Source excerpt:
• • • • • • •

The promise of that season, and some of the signings made, would soon be fulfilled.
The dawn of the 1990s saw Alex Ferguson collect his first silverware as Manchester United manager, and Liverpool winning their last League title with an ageing team. The tide was turning…
Ferguson’s first FA Cup, achieved after a replay against Crystal Palace, at the time seemed to be a stand-alone success, one that possibly saved his job after another poor season in the League. But nine years later, it seemed that Lee Martin‘s winning goal against Palace lit the fuse for an explosion of unprecedented success.
First and foremost, winning the FA Cup in 1990 allowed United to make a return to European competition after an absence of five years following the Heysel disaster. Far from being rusty, the Reds went all the way to the final of the European Cup Winners’ Cup in Rotterdam where the opponents were Barcelona, the former club of United striker Mark Hughes. Two goals by Hughes sealed the match 2-1 in the English side’s favour in May 1991, 23 years after the club’s previous triumph in Europe.
The other long wait, for that elusive League championship, very nearly ended in 1992. The Reds had already won the manager’s third trophy in March, the League Cup, and were in a two-horse race with Leeds. Liverpool were out of the running, but still had a say in the destiny of the title, beating United 2-0 at Anfield to end their arch rivals’ challenge.
The 1991/92 title would be remembered in Manchester as the title that United lost, rather than the one that Leeds actually won. Leeds, after all, were not the greatest of football powers in the 1990s and their star quality was further reduced when they allowed one of their best players to cross the Pennines in December 1992.
In selling Eric Cantona to Old Trafford, the Yorkshire club practically handed over the keys to the League championship. The Frenchman brought the little extra bit of magic and confidence that had been missing from United’s previous campaigns and was an instant hit with the Mancunian faithful, scoring nine goals to help the Reds win their first title in 26 years.
In the following season, 1993/94, the team virtually picked itself en route to an historic League and FA Cup Double, with Cantona sporting the number seven shirt that had been Bryan Robson’s property for so long. The number one, meanwhile, was undoubtedly Peter Schmeichel, arguably the best goalkeeper ever seen in the English game.

• • • • • • •

Raw data:
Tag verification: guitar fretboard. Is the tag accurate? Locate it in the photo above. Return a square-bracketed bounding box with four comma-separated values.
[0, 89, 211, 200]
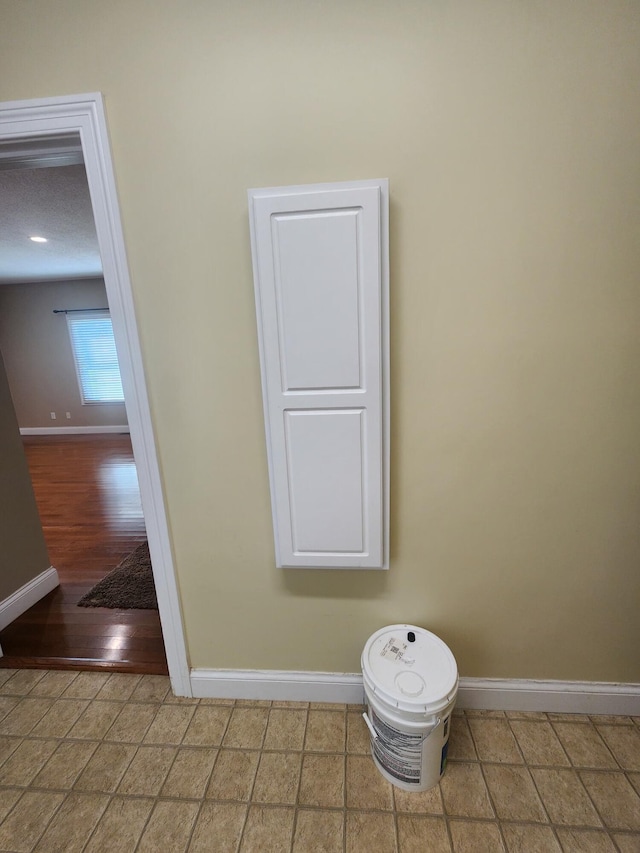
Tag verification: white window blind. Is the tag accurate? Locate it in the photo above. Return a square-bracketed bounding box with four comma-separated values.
[67, 311, 124, 403]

• • • • • • •

Jobs:
**A.** Sum up the passage on Manchester United's early-1990s rise in two sentences.
**B.** Transcribe word for word from the passage on Manchester United's early-1990s rise, starting with "The 1991/92 title" and going on through "in December 1992.".

Responses to the tasks:
**A.** Under Alex Ferguson, Manchester United won the 1990 FA Cup after a replay against Crystal Palace, which brought them back into European competition, and they beat Barcelona 2-1 in the 1991 European Cup Winners' Cup final. After losing the 1991/92 title race to Leeds, United signed Eric Cantona from Leeds in December 1992, won their first League title in 26 years, and followed it with a League and FA Cup Double in 1993/94.

**B.**
The 1991/92 title would be remembered in Manchester as the title that United lost, rather than the one that Leeds actually won. Leeds, after all, were not the greatest of football powers in the 1990s and their star quality was further reduced when they allowed one of their best players to cross the Pennines in December 1992.